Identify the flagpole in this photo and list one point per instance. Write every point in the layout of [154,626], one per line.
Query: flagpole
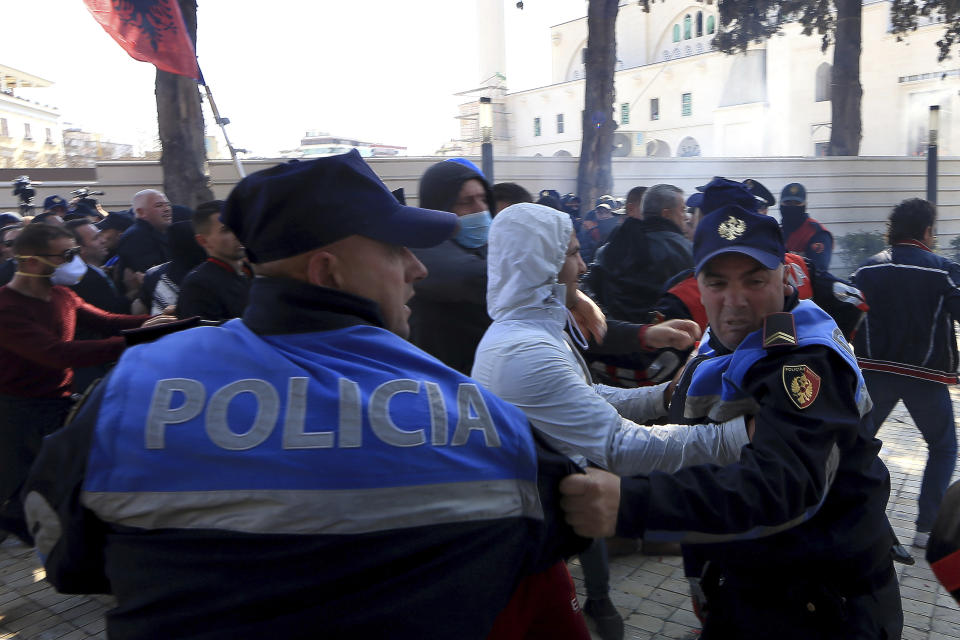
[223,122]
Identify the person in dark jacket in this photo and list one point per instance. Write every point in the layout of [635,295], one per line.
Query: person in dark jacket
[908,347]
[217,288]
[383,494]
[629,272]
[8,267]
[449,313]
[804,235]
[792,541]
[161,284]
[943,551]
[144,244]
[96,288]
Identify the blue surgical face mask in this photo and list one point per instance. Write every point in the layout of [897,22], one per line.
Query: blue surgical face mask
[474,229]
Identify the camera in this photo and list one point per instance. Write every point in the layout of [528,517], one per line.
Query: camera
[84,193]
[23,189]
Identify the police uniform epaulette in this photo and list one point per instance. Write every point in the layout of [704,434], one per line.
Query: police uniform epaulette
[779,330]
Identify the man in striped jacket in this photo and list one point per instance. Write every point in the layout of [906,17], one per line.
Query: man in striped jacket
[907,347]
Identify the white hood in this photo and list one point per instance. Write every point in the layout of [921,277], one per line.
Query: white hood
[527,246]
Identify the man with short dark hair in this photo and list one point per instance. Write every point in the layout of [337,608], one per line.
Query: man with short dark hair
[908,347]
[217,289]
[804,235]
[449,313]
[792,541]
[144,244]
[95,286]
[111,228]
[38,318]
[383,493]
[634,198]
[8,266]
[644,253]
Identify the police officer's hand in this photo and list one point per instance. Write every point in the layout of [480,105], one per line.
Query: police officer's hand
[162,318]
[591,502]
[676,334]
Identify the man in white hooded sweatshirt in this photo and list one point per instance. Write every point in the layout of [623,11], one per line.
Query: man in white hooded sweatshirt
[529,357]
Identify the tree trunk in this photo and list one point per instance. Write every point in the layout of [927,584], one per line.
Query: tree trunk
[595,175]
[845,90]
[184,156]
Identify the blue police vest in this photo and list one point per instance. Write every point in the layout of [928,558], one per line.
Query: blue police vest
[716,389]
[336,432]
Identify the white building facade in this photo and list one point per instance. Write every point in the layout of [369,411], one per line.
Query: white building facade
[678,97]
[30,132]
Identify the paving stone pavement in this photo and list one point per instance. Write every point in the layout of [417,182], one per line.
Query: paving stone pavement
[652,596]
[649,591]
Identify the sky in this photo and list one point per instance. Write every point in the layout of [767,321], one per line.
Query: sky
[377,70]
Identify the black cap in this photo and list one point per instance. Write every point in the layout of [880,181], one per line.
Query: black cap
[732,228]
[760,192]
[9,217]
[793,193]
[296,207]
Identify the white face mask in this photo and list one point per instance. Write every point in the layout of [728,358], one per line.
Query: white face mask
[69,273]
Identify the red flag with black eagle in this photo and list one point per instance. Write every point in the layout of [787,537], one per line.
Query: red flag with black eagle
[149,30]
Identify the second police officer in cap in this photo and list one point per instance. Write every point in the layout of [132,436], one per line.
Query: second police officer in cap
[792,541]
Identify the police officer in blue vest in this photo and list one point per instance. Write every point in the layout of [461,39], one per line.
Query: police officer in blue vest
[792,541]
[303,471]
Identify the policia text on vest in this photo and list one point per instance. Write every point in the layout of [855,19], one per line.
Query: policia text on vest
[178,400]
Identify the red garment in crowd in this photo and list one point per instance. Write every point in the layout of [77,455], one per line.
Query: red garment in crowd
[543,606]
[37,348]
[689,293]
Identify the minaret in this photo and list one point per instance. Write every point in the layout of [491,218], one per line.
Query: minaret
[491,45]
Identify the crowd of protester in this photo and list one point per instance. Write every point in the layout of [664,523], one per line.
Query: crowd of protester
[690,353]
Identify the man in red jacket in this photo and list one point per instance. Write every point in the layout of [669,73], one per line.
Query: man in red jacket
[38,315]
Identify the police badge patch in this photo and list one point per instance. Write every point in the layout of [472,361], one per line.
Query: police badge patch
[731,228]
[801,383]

━━━━━━━━━━━━━━━━

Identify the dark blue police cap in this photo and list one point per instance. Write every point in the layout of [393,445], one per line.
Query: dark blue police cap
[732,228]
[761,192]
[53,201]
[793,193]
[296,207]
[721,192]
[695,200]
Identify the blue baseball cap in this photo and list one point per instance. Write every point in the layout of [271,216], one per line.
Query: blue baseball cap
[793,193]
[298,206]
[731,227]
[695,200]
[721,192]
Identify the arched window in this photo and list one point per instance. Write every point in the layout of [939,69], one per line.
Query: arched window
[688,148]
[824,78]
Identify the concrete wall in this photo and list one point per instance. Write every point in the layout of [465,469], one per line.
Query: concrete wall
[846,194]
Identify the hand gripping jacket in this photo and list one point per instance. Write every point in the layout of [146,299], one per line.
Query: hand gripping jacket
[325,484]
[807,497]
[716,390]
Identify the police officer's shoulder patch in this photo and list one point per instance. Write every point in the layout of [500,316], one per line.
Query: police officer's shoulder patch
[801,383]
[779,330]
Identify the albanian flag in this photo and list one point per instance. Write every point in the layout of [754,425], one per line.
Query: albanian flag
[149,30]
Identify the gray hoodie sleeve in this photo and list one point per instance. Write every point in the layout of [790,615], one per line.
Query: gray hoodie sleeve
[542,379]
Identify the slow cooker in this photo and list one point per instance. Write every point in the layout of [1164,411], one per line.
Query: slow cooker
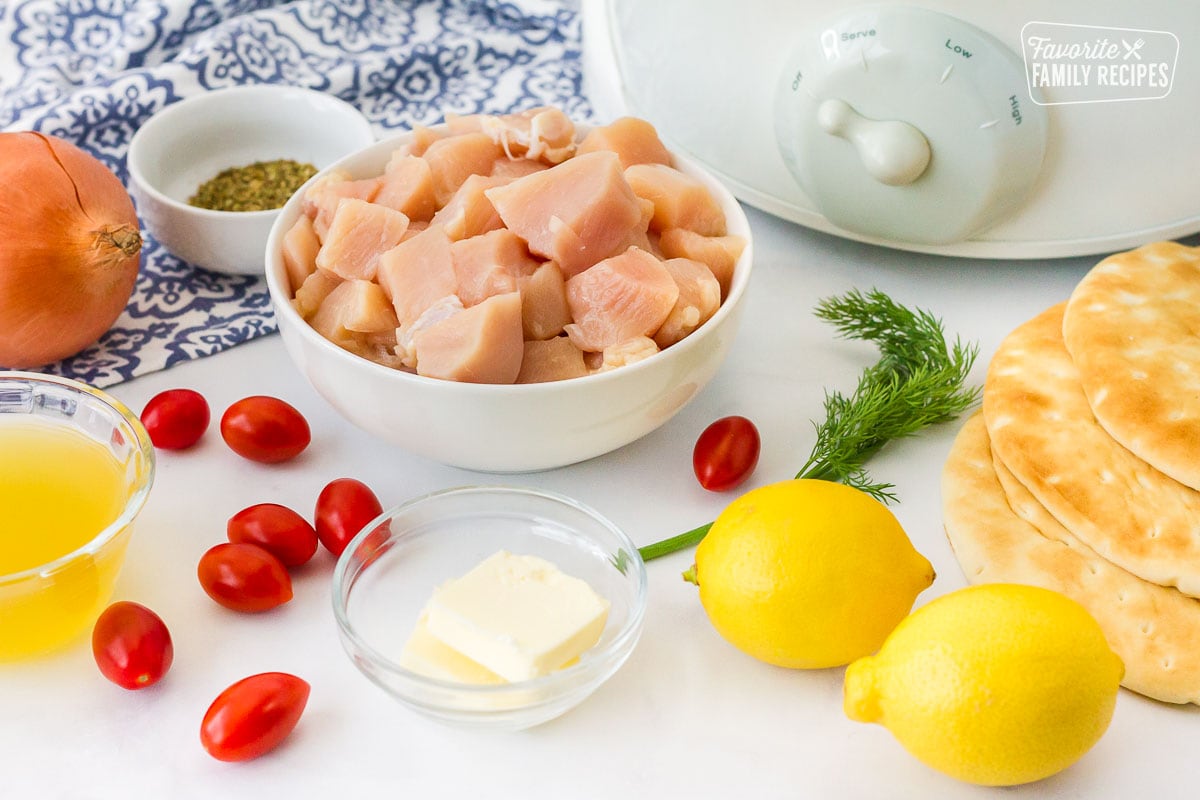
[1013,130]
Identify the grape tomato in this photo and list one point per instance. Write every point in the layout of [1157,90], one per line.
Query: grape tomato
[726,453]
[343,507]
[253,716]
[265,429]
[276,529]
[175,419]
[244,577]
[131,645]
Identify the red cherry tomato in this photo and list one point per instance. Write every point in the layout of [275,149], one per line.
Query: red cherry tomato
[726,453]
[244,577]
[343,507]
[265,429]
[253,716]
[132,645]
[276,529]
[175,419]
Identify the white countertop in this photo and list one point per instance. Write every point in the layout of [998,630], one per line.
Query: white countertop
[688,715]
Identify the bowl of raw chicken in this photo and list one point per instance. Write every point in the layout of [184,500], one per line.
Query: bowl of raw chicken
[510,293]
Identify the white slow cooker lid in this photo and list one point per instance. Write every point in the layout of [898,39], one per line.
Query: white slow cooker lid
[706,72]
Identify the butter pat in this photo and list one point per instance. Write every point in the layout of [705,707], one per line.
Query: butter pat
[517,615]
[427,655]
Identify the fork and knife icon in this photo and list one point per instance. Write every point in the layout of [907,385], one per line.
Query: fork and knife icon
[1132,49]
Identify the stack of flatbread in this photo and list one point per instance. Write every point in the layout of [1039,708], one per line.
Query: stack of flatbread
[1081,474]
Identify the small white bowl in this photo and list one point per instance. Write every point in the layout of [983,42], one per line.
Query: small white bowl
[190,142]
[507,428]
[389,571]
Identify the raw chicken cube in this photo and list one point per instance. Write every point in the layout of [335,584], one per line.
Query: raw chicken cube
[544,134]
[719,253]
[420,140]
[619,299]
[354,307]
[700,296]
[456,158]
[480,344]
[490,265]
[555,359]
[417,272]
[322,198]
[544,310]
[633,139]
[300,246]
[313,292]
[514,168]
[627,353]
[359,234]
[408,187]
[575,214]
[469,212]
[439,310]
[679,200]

━━━━━━━━━━━━━━━━

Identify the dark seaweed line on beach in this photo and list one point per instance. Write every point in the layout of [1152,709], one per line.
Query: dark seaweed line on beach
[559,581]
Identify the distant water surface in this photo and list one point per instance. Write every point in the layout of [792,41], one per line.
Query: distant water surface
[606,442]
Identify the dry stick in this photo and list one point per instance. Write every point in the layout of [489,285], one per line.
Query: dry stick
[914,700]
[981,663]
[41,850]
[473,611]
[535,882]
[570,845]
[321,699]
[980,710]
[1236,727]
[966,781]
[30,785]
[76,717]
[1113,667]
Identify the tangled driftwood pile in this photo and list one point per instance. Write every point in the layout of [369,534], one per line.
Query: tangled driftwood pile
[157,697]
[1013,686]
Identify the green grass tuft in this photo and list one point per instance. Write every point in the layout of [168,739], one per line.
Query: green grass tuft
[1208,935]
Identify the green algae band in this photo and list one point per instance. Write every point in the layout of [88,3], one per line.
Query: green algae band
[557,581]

━━━━━━━━━━━━━━━━

Instruction -
Pick out every line in the records above that contains the word "hooded" and copy each one, treating uppercase and lowercase letters as different.

Full response -
Identify the man in white hooded sweatshirt in this photo and list one point per instance. Write every point in the layout of [623,11], one per line.
Query: man in white hooded sweatshirt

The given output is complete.